TASK DATA:

-------

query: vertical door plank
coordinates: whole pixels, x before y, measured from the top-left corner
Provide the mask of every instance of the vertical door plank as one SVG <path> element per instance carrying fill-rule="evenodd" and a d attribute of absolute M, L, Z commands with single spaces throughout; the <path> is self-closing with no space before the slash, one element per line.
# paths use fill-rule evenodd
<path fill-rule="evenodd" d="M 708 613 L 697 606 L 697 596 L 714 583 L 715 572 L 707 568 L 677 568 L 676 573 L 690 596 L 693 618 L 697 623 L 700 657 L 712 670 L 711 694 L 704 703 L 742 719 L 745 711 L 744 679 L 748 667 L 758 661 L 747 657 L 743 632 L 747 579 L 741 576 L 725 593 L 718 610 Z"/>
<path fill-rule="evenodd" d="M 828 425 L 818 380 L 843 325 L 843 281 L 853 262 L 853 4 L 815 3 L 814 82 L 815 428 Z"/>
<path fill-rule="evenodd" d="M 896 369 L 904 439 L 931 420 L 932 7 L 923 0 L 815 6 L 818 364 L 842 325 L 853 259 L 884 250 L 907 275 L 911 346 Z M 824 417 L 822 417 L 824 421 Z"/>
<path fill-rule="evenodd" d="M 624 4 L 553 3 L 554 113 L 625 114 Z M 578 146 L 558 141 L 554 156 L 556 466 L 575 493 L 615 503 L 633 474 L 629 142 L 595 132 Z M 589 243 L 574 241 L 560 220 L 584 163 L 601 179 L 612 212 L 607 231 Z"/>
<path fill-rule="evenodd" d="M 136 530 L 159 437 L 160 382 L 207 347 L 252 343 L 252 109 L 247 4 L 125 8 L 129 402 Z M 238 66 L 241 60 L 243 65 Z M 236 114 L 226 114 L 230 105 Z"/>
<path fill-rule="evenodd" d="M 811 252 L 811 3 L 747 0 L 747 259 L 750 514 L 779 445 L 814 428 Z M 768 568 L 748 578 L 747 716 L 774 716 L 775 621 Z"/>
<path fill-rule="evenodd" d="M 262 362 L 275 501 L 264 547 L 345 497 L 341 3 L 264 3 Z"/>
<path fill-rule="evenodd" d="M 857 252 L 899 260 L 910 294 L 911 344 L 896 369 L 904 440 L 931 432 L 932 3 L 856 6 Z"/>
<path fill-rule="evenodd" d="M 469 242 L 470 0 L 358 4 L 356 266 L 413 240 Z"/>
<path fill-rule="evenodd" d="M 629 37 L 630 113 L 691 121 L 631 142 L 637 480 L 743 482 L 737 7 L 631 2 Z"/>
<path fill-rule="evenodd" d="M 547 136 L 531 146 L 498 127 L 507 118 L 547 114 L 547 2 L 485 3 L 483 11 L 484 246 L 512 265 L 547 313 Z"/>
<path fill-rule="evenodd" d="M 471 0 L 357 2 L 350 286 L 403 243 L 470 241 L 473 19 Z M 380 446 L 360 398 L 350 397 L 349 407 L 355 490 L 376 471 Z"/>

-------

WORK REQUIRED: Please retype the top of the data exactly, down to and including the line that holds "Provide the mask", and nothing further.

RESPONSE TO THIS EXERCISE:
query: vertical door plank
coordinates: whole pixels, x before y, measured from the top-left corner
Provide the mask of every instance of the vertical door plank as one SVG <path> element per instance carrying fill-rule="evenodd" and a d attribute of absolute M, L, Z commands with single spaces throughout; the <path> is self-closing with no space before the slash, one element per line.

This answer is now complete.